== Segment start ==
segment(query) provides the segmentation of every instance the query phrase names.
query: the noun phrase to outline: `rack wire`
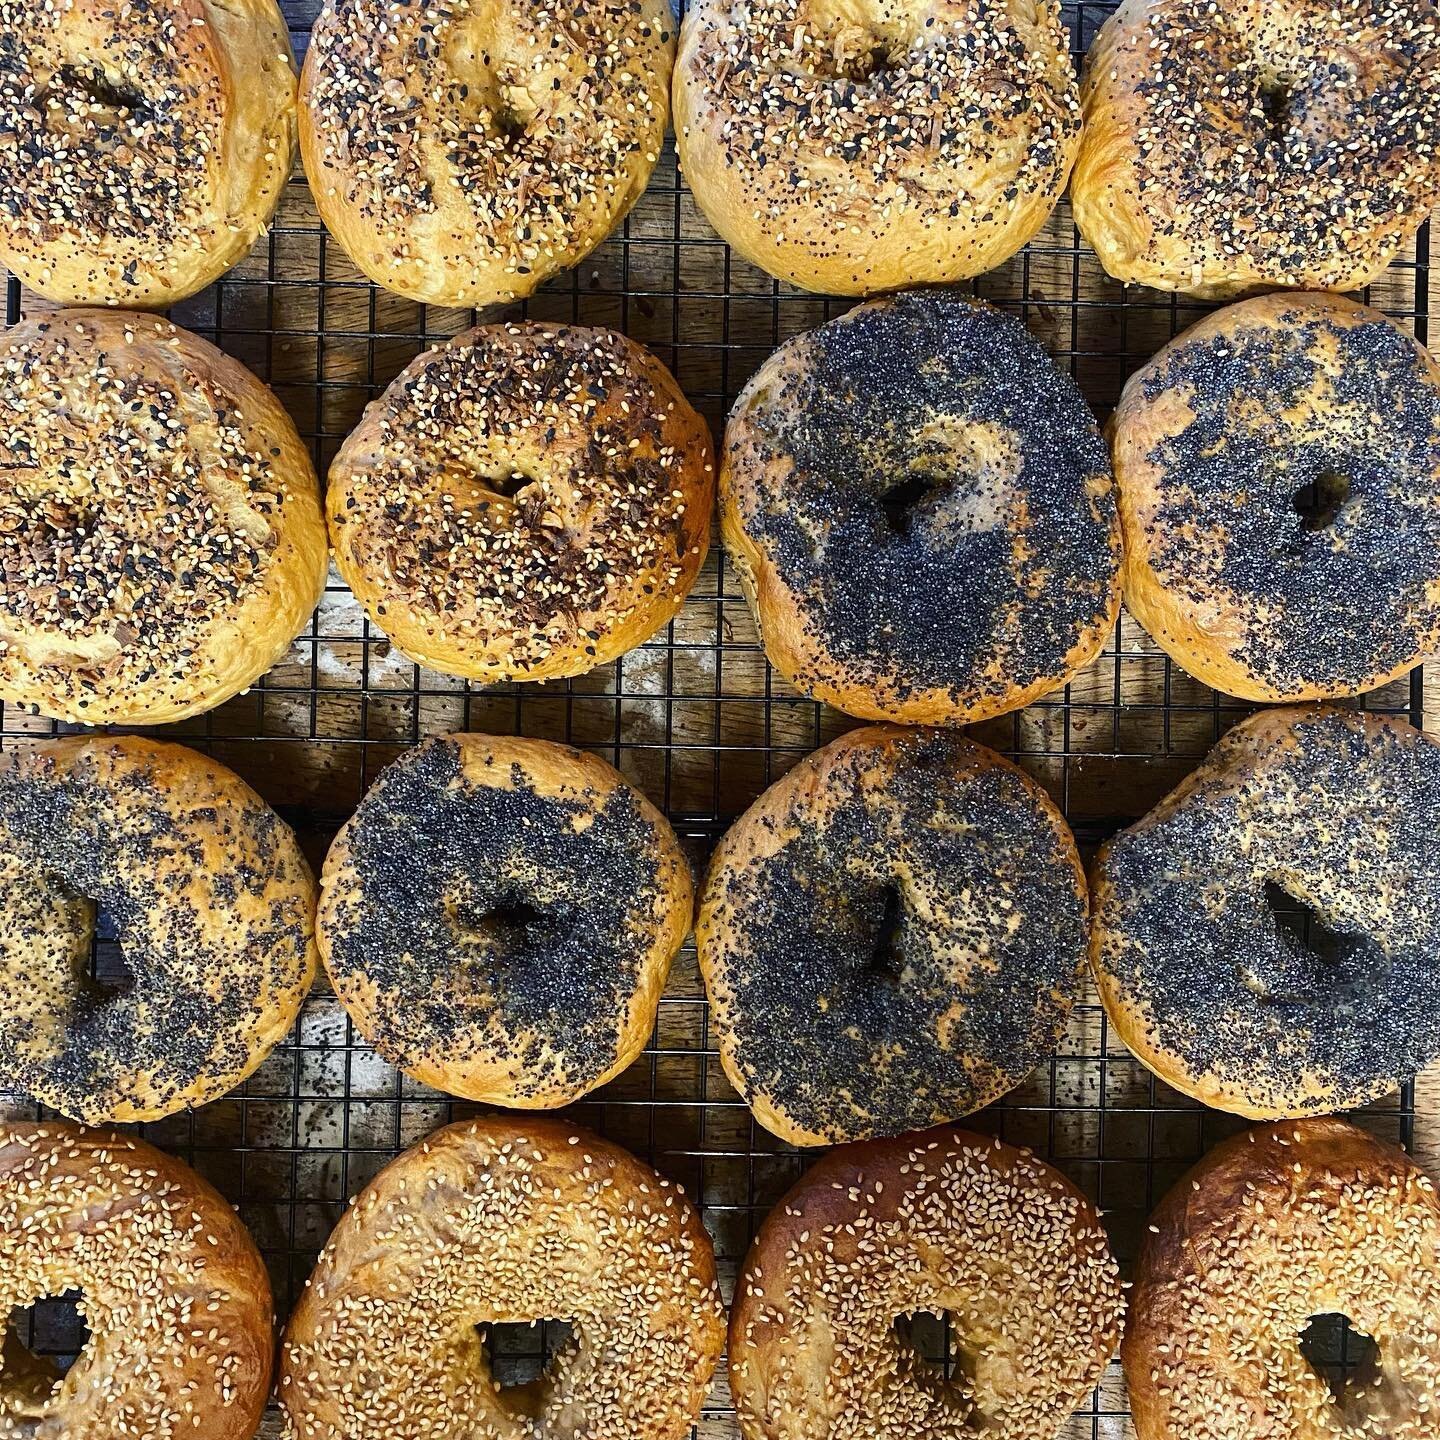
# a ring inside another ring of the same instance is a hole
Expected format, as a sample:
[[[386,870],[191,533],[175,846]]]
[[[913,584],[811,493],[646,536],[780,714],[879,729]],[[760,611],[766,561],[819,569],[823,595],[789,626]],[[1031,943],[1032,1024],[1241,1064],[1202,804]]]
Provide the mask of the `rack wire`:
[[[297,52],[318,5],[284,0]],[[1064,8],[1078,61],[1113,4]],[[1368,298],[1428,341],[1429,279],[1426,227]],[[1080,242],[1063,202],[1020,255],[970,288],[1021,315],[1102,419],[1126,376],[1209,308],[1122,289]],[[499,313],[610,326],[642,341],[670,365],[718,435],[760,362],[848,303],[794,290],[732,255],[701,218],[667,145],[622,231],[530,302]],[[7,325],[40,308],[8,280]],[[365,280],[326,235],[298,171],[268,238],[171,314],[269,381],[322,474],[364,405],[415,355],[476,318]],[[1365,703],[1423,723],[1418,673]],[[1089,848],[1149,808],[1246,713],[1172,666],[1126,616],[1063,692],[973,733],[1044,783]],[[477,688],[419,669],[365,620],[332,572],[312,623],[263,681],[210,715],[158,733],[238,771],[296,827],[317,865],[379,770],[425,736],[470,729],[565,740],[610,760],[655,800],[698,866],[770,781],[853,723],[770,671],[717,547],[666,632],[592,674],[543,685]],[[0,708],[0,748],[74,728]],[[113,932],[103,927],[97,956],[102,967],[113,963]],[[380,1060],[321,982],[286,1043],[239,1091],[139,1128],[239,1207],[269,1266],[283,1323],[348,1197],[400,1150],[474,1110]],[[43,1113],[26,1096],[0,1092],[0,1117]],[[728,1085],[692,947],[675,967],[644,1056],[572,1113],[684,1185],[714,1236],[728,1299],[759,1222],[805,1157],[759,1127]],[[1408,1143],[1412,1089],[1363,1118]],[[969,1123],[1032,1147],[1075,1180],[1102,1207],[1126,1263],[1166,1188],[1240,1124],[1151,1076],[1112,1035],[1093,994],[1056,1056]],[[84,1338],[73,1301],[41,1302],[23,1317],[22,1338],[62,1363],[73,1357]],[[955,1356],[943,1317],[918,1317],[909,1329],[912,1343],[948,1373]],[[498,1330],[488,1337],[498,1373],[525,1379],[563,1327]],[[1361,1348],[1330,1323],[1319,1327],[1311,1353],[1339,1383]],[[276,1423],[267,1419],[262,1434],[277,1433]],[[697,1440],[738,1434],[723,1366],[695,1433]],[[1129,1433],[1112,1364],[1062,1436]]]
== Segment end ==
Every line above is to be returned exactly, with its pictures removed.

segment(query) provides the segmentation of every instance the query phrase names.
query: the noun phrase to outline: `rack wire`
# a ring inside another ring of the same instance is a hole
Expected format, as a sample:
[[[386,870],[191,533],[175,846]]]
[[[913,584],[811,493],[646,536],[780,714],[879,729]],[[760,611],[766,561],[819,569],[823,595],[789,626]],[[1031,943],[1032,1024],[1241,1064],[1202,804]]]
Provide the mask of the `rack wire`:
[[[297,52],[318,5],[284,0]],[[1064,8],[1078,61],[1113,4]],[[1368,298],[1428,341],[1429,279],[1426,227]],[[1080,242],[1063,202],[1020,255],[970,288],[1021,315],[1102,419],[1126,376],[1209,308],[1122,289]],[[499,313],[610,326],[642,341],[670,365],[718,435],[760,362],[848,303],[794,290],[732,255],[701,218],[667,145],[622,231],[530,302]],[[7,325],[40,308],[8,280]],[[365,280],[326,235],[298,171],[268,238],[171,314],[269,381],[322,474],[364,405],[415,355],[476,318]],[[1365,703],[1423,723],[1418,673]],[[1089,848],[1149,808],[1246,713],[1172,666],[1126,616],[1063,692],[973,733],[1044,783]],[[477,688],[419,669],[365,620],[332,572],[312,623],[263,681],[210,715],[158,733],[238,771],[296,827],[317,865],[379,770],[425,736],[470,729],[565,740],[610,760],[655,800],[698,866],[770,781],[853,723],[770,671],[717,547],[666,632],[592,674],[543,685]],[[0,708],[0,748],[74,728]],[[113,932],[103,927],[97,956],[102,967],[113,963]],[[380,1060],[321,982],[286,1043],[239,1091],[139,1128],[239,1207],[269,1266],[283,1323],[348,1197],[400,1150],[474,1110]],[[43,1113],[26,1096],[0,1092],[0,1117]],[[728,1085],[692,947],[675,967],[644,1056],[572,1113],[684,1185],[714,1236],[728,1299],[759,1222],[805,1157],[759,1127]],[[1408,1143],[1412,1089],[1363,1118]],[[969,1123],[1032,1147],[1075,1180],[1102,1207],[1126,1263],[1166,1188],[1240,1124],[1151,1076],[1112,1035],[1093,994],[1056,1056]],[[84,1338],[73,1301],[41,1302],[23,1317],[22,1338],[62,1363],[73,1357]],[[955,1356],[943,1317],[918,1317],[909,1329],[912,1343],[948,1373]],[[498,1330],[488,1337],[498,1373],[525,1379],[563,1327]],[[1361,1348],[1330,1323],[1319,1327],[1311,1353],[1339,1383]],[[276,1423],[267,1419],[262,1434],[277,1433]],[[697,1440],[738,1434],[723,1366],[695,1433]],[[1129,1433],[1112,1364],[1062,1436]]]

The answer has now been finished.